### Job
Rewrite all of the rows below, swapping each "bounding box" for "enclosing rectangle" and changing nothing else. Leave the pictures out of your answer.

* * * * * * * * *

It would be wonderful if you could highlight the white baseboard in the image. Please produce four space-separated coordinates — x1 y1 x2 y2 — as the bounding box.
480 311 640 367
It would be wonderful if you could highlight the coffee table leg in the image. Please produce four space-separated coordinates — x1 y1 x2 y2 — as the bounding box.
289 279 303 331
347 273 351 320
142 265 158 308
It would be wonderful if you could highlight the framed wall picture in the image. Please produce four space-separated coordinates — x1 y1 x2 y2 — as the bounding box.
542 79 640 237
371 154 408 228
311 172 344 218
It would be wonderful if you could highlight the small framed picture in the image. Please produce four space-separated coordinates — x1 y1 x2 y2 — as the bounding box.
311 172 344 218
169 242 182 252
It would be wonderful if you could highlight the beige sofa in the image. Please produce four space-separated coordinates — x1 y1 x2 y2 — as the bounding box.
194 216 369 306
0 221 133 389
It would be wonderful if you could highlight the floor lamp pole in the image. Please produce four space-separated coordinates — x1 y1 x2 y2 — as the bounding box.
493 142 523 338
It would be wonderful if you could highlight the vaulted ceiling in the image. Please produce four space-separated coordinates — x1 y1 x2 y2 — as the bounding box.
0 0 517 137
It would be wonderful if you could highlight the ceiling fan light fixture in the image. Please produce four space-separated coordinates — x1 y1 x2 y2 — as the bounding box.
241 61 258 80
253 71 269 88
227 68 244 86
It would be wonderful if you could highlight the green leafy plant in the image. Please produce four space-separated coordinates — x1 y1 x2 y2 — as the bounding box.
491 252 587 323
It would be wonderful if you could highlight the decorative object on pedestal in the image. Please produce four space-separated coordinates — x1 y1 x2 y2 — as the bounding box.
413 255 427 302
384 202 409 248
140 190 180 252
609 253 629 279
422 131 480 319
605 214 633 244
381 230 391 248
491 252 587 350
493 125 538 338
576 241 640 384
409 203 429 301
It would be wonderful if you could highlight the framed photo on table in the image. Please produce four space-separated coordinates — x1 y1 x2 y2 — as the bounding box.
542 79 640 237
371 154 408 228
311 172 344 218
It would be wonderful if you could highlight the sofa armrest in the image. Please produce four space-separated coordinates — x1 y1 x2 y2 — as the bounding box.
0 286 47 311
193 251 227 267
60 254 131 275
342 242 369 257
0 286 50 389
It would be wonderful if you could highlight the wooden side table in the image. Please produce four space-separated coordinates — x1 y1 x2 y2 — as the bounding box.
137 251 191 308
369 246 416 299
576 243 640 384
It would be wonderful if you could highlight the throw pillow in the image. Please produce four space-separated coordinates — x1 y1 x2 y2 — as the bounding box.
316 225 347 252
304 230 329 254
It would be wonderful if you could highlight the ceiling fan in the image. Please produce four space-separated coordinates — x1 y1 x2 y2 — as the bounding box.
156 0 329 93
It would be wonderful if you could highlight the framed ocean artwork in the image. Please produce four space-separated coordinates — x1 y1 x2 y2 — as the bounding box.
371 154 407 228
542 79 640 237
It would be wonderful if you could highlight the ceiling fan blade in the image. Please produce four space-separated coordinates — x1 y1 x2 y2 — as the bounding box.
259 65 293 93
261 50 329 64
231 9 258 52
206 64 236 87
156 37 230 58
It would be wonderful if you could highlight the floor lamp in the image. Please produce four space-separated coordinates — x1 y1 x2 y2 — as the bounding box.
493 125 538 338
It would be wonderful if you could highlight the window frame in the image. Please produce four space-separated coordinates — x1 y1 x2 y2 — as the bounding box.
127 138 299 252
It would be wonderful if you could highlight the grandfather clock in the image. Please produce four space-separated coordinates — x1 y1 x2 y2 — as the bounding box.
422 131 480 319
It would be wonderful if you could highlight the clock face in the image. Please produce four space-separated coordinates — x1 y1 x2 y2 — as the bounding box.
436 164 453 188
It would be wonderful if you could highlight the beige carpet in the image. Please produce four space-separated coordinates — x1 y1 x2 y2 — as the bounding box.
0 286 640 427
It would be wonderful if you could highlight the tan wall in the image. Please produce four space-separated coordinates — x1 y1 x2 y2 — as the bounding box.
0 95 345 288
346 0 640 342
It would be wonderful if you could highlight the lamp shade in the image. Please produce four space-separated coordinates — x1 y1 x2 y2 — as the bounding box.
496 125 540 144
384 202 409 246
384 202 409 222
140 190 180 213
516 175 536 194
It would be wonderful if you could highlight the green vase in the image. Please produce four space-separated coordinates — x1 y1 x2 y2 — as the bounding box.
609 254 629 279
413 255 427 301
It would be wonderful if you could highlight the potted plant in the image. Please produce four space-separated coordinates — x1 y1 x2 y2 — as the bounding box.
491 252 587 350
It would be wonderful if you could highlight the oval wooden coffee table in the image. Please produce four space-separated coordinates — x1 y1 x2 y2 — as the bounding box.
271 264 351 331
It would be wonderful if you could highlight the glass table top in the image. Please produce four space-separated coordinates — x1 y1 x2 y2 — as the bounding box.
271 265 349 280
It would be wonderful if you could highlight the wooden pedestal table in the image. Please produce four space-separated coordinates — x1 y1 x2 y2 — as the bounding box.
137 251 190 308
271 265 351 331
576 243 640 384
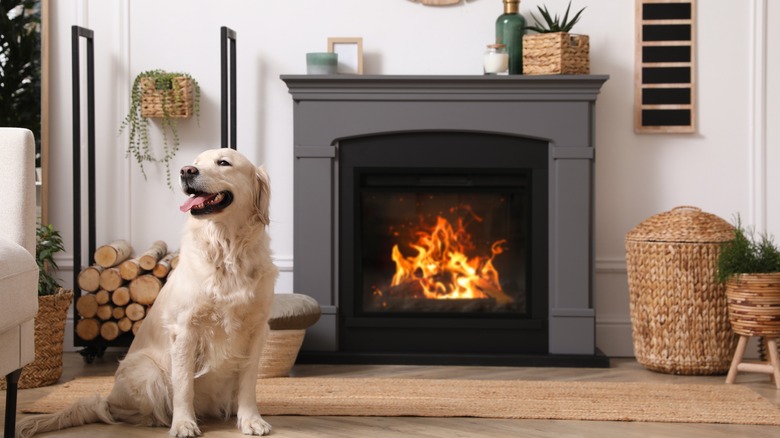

* * * * * * * * *

### Answer to the problem
It would be wonderful if you could highlight the white baseboard in the image. Please produce four space-separated coordinates — x1 y1 x2 y2 — as the enclosing rectangle.
480 311 640 367
It would be wonderful if you could highlight the coffee table leg in the image. Please produce four space-separated coordinates — x1 y1 x2 y2 — as the enclosing rectangle.
289 279 303 331
347 273 351 320
142 265 158 308
It would be wonderful if you could highlight the framed wall picture in the image. Please produce four space-separated coordinates — x1 y1 x2 y2 — as the enclosing rectangle.
542 79 640 237
371 154 408 228
311 172 344 218
It would be wonderful if you could highlight the small framed picture in the image. Please produce four space-separated coordinates — x1 y1 x2 y2 — as the enclosing rectangle.
311 172 344 218
169 242 182 252
It would be wonderful if you could highlight the beige sofa in the image. Please produce four space-separated coordinates — x1 y1 x2 y2 — as the enclosing rectangle.
194 216 369 306
0 221 133 389
It would be wonderful if you could highlight the floor lamp pole in the image. Please produce four space-separated coordinates — x1 y1 x2 y2 — as the enclosing rectangle.
493 142 523 338
It would be wonderful if you could highlight the vaulted ceiling in the image. Please produce four space-separated coordinates — x1 y1 x2 y2 — as the enclosing rectangle.
0 0 517 137
It would be wonderful if you could highlight the ceiling fan light fixture in the image. Please produce four space-separated coordinates — x1 y1 x2 y2 — as the enclosing rectangle.
241 61 258 80
253 71 269 88
227 68 244 86
It would be wonderful if you could highlight the green leafy plant in the image. Please produce four space-separated coordinates — x1 y1 x2 y2 — as the enclosing rectangle.
491 252 587 323
It would be wonderful if you could highlight the decorative object on pedestal in the image. Please produce four space-separated coordinates — x1 y1 x2 y2 — as the enclosing rectangle.
413 255 427 302
384 202 409 248
140 190 180 252
609 253 629 279
422 131 480 319
605 214 633 244
381 230 391 248
491 252 587 350
493 125 538 338
576 241 640 384
409 203 429 301
It would be wonderful if you could highlight the framed photo on table in the image. Please produce four space-separated coordinates — x1 y1 x2 y2 — as the enclosing rectangle.
542 79 640 237
371 154 408 228
311 172 344 218
It would be wonderful if you could highlight the sofa armrest in the image. Please produce four space-separated coordinates — x1 y1 x2 y2 — as the enclosing rectangle.
0 286 47 311
193 251 227 267
60 254 131 275
342 242 369 257
0 286 50 389
It would be wonderful if you could highlight the wooden side table in the image. Please produce four space-separated coordinates — x1 y1 x2 y2 — as the enclosing rectangle.
137 251 191 308
369 246 416 299
576 243 640 384
It would be wonderful if you could highlight the throw pillow in the image. Please produce four space-separated coordinates — x1 y1 x2 y2 — as the enclosing rectangle.
316 225 347 252
304 230 329 254
It would be wonderful if you could highlight the ceiling fan in the image. Please produce four space-separated coordinates — x1 y1 x2 y2 — as the enclosing rectangle.
156 0 329 93
It would be wonderful if you could highlight the framed ocean artwork in the image. Please produce four space-separated coordinates — x1 y1 x2 y2 — as the enclosing rectangle.
371 154 407 228
542 79 640 237
It would be wonderful if you could highlight the ceiling fan blade in the image. Please produce four space-separated coordinates — x1 y1 x2 y2 — as the enclosing rectangle.
259 65 293 93
261 50 329 64
231 9 258 52
206 64 236 87
156 37 230 58
It would be wonderful if you could highlight the floor lamp in the image. Please produce four space-separated coordinates — x1 y1 x2 y2 — as the enclosing rectangle.
493 125 538 338
It would be wonderful if you could highlight the window frame in the image. Please produce four space-separated coordinates — x1 y1 x2 y2 — as the enclosing rectangle.
127 138 299 252
It would be wonderful if you could highlight the grandfather clock in the image. Please produce four space-separated coordinates — x1 y1 x2 y2 — as the enclosing rectangle.
422 131 480 319
It would be wonderful if you could highlight the clock face in the image. Please produce four space-separated coordinates — x1 y1 x2 y2 — as the enclosing rectangle.
436 164 453 188
It would be wonderful if you could highlight the beige carpet in the image. Please produce four space-separated coordinates — x1 y1 x2 y2 — as the enclosing rectangle.
0 286 640 427
It would be wonderful if you could highlight the tan wall in the image. Please produce four space-separated coordinates — x1 y1 x2 y2 — as the enclosing rectangle.
0 95 345 288
346 0 640 342
It would be wonderful if you could highlight the lamp shade in the image. Please produce four space-separated coordinates — x1 y1 x2 y2 — as the enclosing rectangle.
496 125 540 144
384 202 409 246
384 202 409 222
140 190 180 213
516 175 536 194
It would be wonderful if you could highlight the green vase in the image. Please produce four space-separated coordinates — x1 y1 x2 y2 — as the enclosing rectangle.
609 254 629 279
413 255 427 301
It would be wonderful if you could highlight the potted plant in the image. Please produce four space-separated coordinates — x1 y1 x2 y2 — as the enclosing rectangle.
491 252 587 350
It would be wonderful if you could highlight the oval wooden coffee table in the image. Please produce four space-separated coordinates — x1 y1 x2 y2 — as the enclosing rectangle.
271 264 351 331
It would be wonderful if you could highlight the glass table top in the image. Please produce four space-separated coordinates — x1 y1 x2 y2 — as the enclosing rectangle.
271 265 349 280
It would be wonderful if you could highlight the wooden pedestal table in the image. Please produce four space-separated coordinates — x1 y1 x2 y2 — as the enclosing rectangle.
137 251 190 308
271 265 351 331
576 243 640 384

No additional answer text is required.